▸ EXERCISE PROMPT
In the copy, include every record below exactly as it appears, but no pictures.
————
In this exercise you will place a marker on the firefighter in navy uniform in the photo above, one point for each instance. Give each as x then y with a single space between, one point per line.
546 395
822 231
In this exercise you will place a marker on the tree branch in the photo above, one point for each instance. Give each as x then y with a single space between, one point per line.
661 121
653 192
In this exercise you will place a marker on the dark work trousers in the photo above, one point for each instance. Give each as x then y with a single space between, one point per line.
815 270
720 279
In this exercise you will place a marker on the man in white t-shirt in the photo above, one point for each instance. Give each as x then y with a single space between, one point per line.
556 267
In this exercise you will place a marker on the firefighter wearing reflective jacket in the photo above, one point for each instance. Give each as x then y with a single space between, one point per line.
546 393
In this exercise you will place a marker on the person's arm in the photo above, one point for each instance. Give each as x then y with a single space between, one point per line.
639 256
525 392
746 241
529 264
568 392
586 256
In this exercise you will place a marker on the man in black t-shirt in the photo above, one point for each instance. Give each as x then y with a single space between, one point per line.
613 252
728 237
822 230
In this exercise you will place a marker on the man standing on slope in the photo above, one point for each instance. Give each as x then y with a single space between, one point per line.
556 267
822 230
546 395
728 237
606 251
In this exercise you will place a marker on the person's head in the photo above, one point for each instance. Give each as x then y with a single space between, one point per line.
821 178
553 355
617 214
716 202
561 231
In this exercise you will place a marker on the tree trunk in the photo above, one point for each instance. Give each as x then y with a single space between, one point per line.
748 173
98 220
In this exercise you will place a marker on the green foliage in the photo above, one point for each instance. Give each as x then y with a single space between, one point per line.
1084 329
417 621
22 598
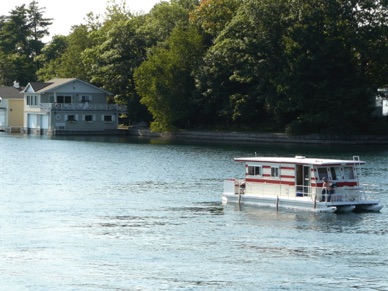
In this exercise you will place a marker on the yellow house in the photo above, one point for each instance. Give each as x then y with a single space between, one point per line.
11 108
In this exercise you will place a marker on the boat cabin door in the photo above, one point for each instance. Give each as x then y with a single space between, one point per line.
303 178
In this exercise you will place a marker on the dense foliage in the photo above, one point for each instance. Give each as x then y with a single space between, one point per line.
291 65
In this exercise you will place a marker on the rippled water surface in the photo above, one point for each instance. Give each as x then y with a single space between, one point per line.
130 214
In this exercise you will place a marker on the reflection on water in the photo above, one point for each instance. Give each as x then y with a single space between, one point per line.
115 213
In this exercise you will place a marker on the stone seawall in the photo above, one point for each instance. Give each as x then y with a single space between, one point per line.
261 137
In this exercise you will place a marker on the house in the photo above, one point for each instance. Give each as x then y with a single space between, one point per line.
381 108
68 106
11 108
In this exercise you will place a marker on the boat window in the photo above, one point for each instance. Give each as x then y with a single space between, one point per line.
322 173
348 173
335 173
254 170
274 172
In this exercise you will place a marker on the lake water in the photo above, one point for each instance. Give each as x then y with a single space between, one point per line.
119 213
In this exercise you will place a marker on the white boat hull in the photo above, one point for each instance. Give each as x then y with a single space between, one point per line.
278 202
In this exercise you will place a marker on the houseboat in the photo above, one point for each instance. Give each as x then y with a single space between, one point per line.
321 185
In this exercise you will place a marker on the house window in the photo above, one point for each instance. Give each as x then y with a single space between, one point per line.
88 118
32 100
71 118
322 173
254 170
108 118
275 172
64 99
86 98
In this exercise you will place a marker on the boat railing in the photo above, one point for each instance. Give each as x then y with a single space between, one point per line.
343 194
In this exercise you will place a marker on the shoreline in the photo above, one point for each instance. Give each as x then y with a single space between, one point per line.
262 137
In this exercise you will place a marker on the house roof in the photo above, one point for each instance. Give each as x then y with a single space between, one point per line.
52 85
10 92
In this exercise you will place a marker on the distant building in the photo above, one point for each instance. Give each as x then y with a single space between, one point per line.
11 108
68 106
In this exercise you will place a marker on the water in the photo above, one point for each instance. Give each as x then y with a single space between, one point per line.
132 214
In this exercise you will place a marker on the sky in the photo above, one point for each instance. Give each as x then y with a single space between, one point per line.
67 13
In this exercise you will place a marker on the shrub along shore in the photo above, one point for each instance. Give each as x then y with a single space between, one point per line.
262 137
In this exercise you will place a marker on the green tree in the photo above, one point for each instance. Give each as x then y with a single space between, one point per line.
165 83
21 36
309 65
113 61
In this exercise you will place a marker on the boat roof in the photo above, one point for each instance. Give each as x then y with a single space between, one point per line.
301 160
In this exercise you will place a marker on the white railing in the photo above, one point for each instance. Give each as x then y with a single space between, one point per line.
82 107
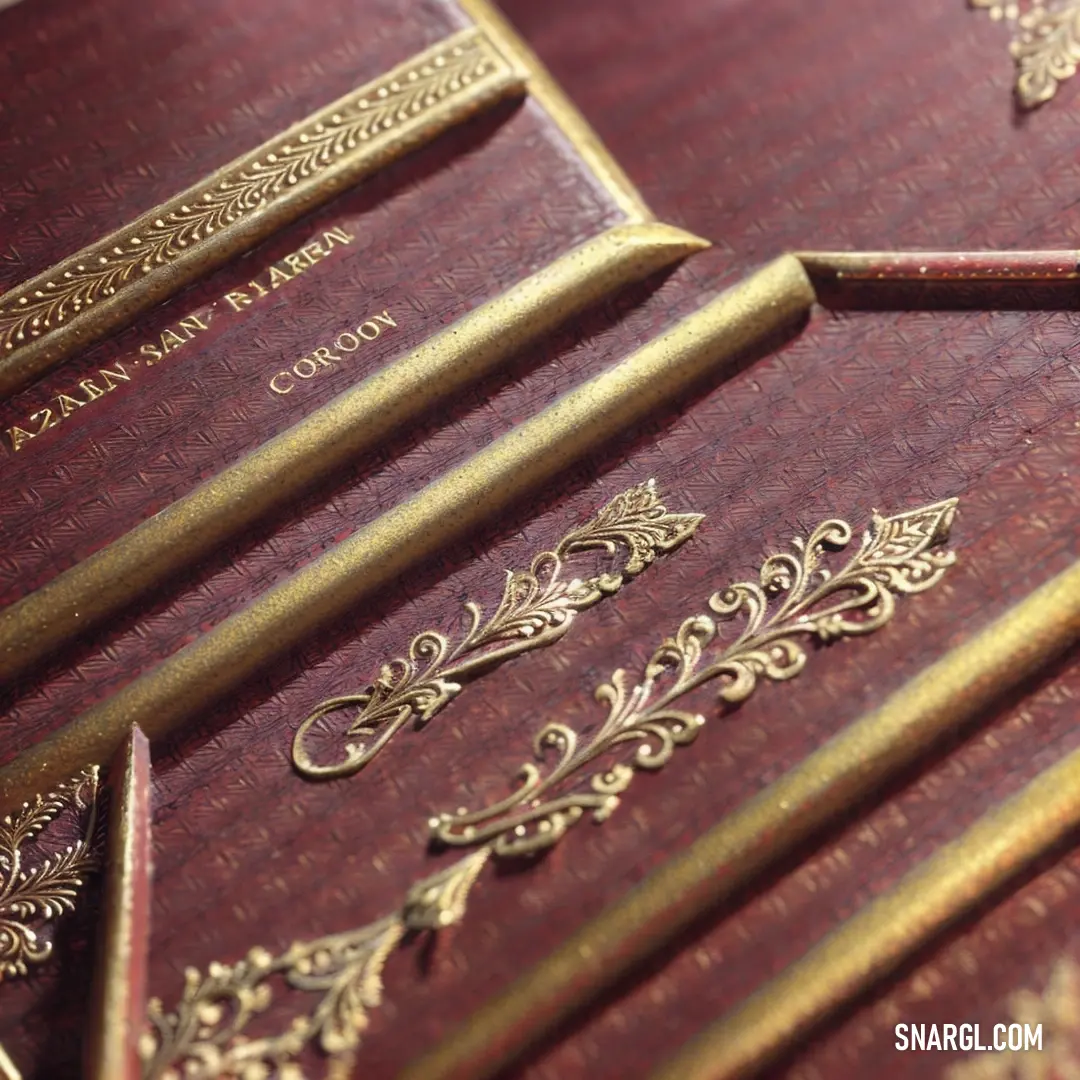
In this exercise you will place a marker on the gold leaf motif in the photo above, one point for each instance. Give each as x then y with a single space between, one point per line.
1045 44
377 112
537 608
440 900
796 597
204 1038
30 898
1057 1010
————
▸ FINISHED TASK
In this exercise you will place a marker on the firefighter in navy uniform in the photo above, one point for each instance. Give each as x then y with a single space between, one point per line.
546 395
822 231
In this exercise you will place a marker on the tree branch in the photo above, one point for each instance. Give each as x then y with a single space between, one point per line.
661 121
653 192
In this exercise you will place a marker on the dark work trousers in the photo above, one point for each instance. Give each as x then y with a single space between, one point per line.
815 270
720 279
In this exercise you will place a marker on the man in white t-shirt in the photo above, one point for each instance. Give each as x then y with a single space between, one point per line.
556 267
In this exercise you will place a marker on the firefighter wearing reflective jacket in the photo above, one point for each instance. Give each as x then y with a single space between, one point per line.
546 393
In this exercise you will place a marker on the person's arm in the photo above, one point for each instance. Give each as x then y with a single space between, one point per line.
639 256
525 392
746 241
529 264
568 392
586 256
In this exercise you will place a marker on the man in black t-shirt in the photo above, one point for each instance. Give each as x then y with a single space between, one point per line.
613 252
728 237
822 230
In this exercise you will place a marker on the man standing on slope in the photo above, one point for each instance. Give each as x then y with a single space between, one point per line.
556 267
822 230
546 395
728 237
606 251
In this exercise you will place a marker on the person's head in the photo above, one point for each instance. Give each as x then y with a single space between, one point per line.
821 178
553 355
617 214
716 202
561 231
In this exercise you will place a marker on the tree trunk in the photo above, one point for each instance. Give each as x then y with a single space between, one point per line.
748 173
98 220
In this exercise you will place a marker on the green foliage in the photo above, one point for each instance. Give each as x then y with a single space between, one point per line.
1084 329
417 621
22 598
In this exercise you will place a marker on the yellow house in the photo above, one point for each instance. Give each as x then y with a single space between, one point per line.
11 108
In this exercise you will place a marker on the boat cabin door in the photo above, one point for each instance. Give each as x then y with a single space between, one point per line.
303 178
In this exercise you will place a marker on the dense foliage in the photo above, one point for each instance. Give each as x then y with a single space between, one point per line.
291 65
In this exercise you will place a marker on the rippled water surface in the photo above, one point for each instance. Give each as x then y with a single space between, one point per line.
130 214
In this exercise you will place a marker on the reflection on water in the photo above, one point for each instance. Give each as x then y with a single space between, one point per line.
115 213
In this exercise you will place a marker on the stone seawall in the photo above, one point for each instance. Give each as x then y with a single space between, one point per line.
261 137
In this exercise you will place a marker on the house in the photo above, one point for each instance. Give each as x then y with a single space between, one point per line.
381 108
68 106
11 108
In this exercise you will place a marker on the boat window in the photo above, one point for each instance. Give each as x then y with a single space between, one point per line.
322 173
348 173
335 173
254 170
274 172
In this exercise you will place a marker on the lake water in the photo above, one point for each instance. Give each as x then y with a single space between, one point per line.
119 213
In this exercise you will place a marker on the white boat hull in the photo above, one point for each instance. Give each as x then y with a single space between, one point per line.
278 202
In this exercise you will place a marker on the houseboat in the photo above, one point for each instance. Give each as x then y with a single space between, one point per line.
321 185
In this exercise you will place a marker on the house window in the photo above, one point for each instance. Give each as x then y with a single space between, one point per line.
88 118
32 100
71 118
322 173
254 170
108 118
275 172
64 99
86 98
In this exercise you will place a marker on the boat railing in the photo above, one point for each instance. Give each as x then y with a single space between, one point per line.
343 194
In this exercise you will place a marker on the shoreline in the photo above, one point for each instance. Give each as x then y with a single space between, one point per line.
262 137
In this exercise you will place a marker on the house roof in the photo above, one point for each instance. Give each as x then y with a single space between, one point per line.
52 85
10 92
In this exercise you will place a marker on the distant building in the photo above, one point for each instance. Give each as x then y with a single space between, one point per line.
11 108
68 106
In this exercise you will place a marker on the water in the photo above, one point for each instance. Give each as x then y with a single space between, one point per line.
132 214
In this exercise you will place a marker on the sky in the photo above, one point for each instance. Give each as x then y with a single space between, one point per line.
67 13
In this exercise you will place a marker on the shrub along shore in the photo above, one point for each instance. Give each as x then y with a single space between, one point per line.
262 137
In this exercise you will place a marker on the green tree in the photo above, one point for each instance. Give each as x then y with a single space between, one point per line.
165 83
21 36
309 65
113 61
In this exercise you will place a marker on the boat roof in the photo above, one point for each instance. Give each as x then y with a single space between, one point per line.
301 160
In this exercise you will place a marker on the white railing in the photo above, one point for each instance. Give each as x then y with a single space between, one point per line.
82 107
In this exercise you will place a marker on the gold leaf motif in the photo above, one point for each instance. Give each as x then y with a single space between, one point per line.
1045 44
377 112
537 608
440 900
796 597
204 1038
30 898
1057 1010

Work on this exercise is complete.